==== Dataset content

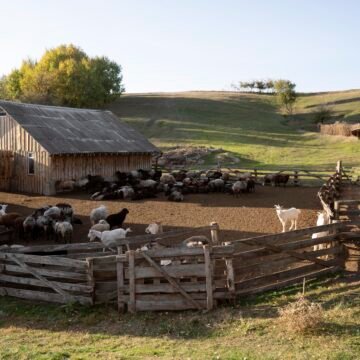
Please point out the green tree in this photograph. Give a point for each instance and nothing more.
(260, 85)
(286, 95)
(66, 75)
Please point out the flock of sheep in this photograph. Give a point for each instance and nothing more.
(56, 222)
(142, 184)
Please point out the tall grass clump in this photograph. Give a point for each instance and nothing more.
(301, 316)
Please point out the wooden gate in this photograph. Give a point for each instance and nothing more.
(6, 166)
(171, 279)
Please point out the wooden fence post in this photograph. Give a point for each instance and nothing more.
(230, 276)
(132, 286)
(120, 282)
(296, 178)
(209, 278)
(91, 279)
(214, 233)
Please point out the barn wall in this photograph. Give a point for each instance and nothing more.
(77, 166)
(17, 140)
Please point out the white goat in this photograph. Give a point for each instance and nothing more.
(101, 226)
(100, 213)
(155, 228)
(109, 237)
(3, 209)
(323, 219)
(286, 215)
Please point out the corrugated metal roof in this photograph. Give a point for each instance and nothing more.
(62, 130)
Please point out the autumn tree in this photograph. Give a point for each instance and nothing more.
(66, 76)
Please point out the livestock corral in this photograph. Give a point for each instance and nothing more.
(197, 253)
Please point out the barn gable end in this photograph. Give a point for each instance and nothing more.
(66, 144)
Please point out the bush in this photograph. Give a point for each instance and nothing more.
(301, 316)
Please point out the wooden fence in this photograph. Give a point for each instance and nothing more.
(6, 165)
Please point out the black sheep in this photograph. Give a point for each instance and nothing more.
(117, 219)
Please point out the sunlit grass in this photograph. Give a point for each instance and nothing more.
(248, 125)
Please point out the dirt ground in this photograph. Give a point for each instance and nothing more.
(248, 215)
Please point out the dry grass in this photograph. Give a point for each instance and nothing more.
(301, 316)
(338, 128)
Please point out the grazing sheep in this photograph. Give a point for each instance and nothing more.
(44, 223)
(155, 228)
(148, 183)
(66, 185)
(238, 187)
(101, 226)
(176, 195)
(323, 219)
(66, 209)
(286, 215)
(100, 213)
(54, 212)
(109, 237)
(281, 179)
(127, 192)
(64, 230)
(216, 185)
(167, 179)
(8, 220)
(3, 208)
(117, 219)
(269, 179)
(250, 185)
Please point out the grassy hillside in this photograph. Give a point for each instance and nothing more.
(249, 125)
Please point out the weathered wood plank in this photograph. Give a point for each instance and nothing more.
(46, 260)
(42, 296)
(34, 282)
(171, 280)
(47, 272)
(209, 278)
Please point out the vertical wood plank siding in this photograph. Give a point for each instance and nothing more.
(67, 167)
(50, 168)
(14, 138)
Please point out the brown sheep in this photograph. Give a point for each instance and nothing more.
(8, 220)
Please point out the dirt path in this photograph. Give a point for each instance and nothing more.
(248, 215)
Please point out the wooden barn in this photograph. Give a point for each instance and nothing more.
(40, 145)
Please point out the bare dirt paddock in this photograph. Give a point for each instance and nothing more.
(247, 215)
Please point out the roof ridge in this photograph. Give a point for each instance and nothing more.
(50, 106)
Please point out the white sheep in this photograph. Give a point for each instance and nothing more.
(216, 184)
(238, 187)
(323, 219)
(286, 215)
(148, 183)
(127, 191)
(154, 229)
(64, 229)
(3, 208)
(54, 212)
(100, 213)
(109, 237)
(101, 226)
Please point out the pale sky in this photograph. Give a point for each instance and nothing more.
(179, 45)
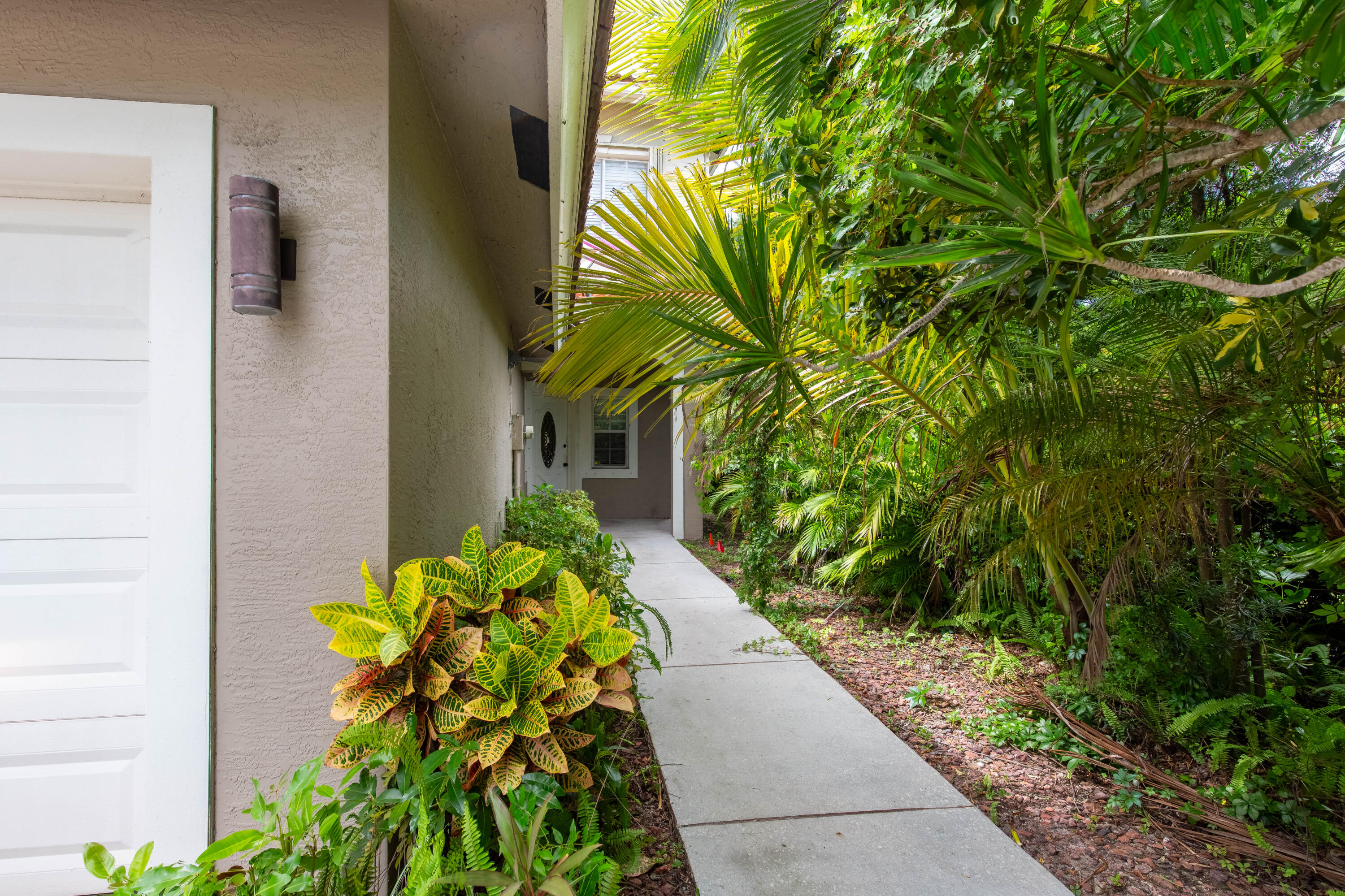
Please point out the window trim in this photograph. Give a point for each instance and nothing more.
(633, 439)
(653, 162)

========
==== Dataset content

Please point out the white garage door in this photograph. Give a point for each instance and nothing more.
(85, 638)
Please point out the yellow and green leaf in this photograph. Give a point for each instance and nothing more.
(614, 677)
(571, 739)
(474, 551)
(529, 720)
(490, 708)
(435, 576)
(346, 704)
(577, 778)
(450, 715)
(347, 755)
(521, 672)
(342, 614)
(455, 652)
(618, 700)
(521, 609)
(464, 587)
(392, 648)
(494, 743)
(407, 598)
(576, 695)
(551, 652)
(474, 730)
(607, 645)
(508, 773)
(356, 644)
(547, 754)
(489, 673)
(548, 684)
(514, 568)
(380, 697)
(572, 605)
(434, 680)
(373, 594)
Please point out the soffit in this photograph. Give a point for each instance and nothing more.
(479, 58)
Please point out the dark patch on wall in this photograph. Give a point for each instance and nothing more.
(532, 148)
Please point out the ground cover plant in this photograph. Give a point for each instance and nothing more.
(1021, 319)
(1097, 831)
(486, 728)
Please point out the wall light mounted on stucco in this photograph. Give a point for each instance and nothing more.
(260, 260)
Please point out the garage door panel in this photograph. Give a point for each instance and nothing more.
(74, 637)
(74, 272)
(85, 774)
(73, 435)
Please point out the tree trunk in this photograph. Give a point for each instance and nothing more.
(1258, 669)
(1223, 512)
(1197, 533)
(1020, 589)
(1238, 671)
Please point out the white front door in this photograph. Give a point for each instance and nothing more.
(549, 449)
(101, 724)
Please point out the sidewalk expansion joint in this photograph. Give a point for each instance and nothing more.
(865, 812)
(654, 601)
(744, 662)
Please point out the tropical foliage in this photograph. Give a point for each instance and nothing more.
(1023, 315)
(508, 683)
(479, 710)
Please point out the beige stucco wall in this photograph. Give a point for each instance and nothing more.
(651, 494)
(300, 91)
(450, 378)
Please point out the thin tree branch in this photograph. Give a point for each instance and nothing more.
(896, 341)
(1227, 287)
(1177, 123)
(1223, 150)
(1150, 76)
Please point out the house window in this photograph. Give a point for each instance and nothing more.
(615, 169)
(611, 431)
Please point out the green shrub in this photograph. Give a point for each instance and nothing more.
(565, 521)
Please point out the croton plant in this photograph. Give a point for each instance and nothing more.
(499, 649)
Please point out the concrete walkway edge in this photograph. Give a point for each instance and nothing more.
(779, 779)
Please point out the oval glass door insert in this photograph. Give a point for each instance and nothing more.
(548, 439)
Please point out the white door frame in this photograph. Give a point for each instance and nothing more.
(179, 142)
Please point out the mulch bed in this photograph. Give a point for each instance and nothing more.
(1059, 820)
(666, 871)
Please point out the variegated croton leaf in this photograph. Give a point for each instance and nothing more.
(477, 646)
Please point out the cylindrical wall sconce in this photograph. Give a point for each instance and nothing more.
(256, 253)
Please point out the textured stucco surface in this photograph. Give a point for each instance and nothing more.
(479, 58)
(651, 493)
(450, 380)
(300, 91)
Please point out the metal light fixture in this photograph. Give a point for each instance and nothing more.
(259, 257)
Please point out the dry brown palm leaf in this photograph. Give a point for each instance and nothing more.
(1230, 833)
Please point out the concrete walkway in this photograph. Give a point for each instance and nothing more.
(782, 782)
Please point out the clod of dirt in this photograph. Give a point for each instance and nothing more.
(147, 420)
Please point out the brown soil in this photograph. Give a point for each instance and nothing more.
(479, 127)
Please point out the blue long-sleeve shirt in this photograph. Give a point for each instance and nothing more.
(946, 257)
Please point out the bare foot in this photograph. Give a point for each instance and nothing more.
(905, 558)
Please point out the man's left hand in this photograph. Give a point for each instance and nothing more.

========
==== Dataset content

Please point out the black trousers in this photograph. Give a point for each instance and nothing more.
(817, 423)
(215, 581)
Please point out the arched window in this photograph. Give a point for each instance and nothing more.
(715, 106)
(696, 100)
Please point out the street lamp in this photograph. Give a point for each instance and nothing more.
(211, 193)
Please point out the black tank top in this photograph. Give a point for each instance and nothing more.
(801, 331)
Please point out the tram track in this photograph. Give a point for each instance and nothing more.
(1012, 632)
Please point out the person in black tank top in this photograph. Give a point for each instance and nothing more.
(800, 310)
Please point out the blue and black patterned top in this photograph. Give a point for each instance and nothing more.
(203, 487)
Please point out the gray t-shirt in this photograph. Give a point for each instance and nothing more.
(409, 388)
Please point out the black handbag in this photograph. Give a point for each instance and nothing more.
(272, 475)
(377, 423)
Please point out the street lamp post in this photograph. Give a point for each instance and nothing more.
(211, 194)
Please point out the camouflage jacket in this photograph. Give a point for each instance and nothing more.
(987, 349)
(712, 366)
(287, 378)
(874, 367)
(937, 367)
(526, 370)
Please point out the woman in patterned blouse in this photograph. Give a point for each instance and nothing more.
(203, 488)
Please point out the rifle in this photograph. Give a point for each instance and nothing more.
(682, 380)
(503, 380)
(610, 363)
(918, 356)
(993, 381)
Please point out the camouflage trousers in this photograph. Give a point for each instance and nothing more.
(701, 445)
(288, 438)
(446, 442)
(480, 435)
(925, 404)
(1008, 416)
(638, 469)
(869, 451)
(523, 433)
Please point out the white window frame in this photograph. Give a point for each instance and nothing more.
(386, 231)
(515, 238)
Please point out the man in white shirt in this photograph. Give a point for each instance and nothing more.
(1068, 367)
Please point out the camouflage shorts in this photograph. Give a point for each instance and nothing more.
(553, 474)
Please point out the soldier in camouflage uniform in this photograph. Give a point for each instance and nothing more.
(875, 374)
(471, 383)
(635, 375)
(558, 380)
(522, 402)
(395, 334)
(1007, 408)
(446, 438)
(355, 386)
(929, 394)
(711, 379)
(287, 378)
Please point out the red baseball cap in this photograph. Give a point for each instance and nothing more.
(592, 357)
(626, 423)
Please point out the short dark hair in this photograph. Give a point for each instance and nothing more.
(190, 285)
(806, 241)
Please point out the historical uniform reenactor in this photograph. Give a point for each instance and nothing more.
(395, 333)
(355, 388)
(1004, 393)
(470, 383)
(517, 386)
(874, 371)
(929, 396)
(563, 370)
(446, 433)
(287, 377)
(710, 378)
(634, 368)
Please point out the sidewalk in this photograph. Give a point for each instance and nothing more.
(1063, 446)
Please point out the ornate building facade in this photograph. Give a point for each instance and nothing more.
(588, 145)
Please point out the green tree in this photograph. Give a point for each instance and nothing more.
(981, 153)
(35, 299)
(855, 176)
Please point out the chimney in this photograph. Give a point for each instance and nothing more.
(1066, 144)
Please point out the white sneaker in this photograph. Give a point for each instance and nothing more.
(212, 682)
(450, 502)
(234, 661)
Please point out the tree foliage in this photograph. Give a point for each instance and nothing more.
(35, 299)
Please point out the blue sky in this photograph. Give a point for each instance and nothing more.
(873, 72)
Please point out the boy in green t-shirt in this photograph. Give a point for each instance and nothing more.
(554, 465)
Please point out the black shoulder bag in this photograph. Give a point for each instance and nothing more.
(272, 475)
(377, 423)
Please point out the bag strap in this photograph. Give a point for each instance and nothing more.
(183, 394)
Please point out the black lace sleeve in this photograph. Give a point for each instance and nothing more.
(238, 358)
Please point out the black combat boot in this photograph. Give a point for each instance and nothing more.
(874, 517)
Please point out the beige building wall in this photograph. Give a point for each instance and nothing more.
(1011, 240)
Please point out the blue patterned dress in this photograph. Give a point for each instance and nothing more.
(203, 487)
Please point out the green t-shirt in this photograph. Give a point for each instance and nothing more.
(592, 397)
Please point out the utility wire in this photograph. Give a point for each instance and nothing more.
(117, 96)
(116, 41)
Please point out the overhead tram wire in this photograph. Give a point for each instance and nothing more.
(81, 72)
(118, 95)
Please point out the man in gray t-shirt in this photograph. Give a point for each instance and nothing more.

========

* Required work *
Please pick out every line in the records above that contains the string "sidewalk", and copy each one. Case counts.

* Result of this task *
Please point out the sidewalk expansion joint in this photograph. Give a point for each instance and nothing more.
Please point out the sidewalk in this photograph. Give a point for each instance and nothing more.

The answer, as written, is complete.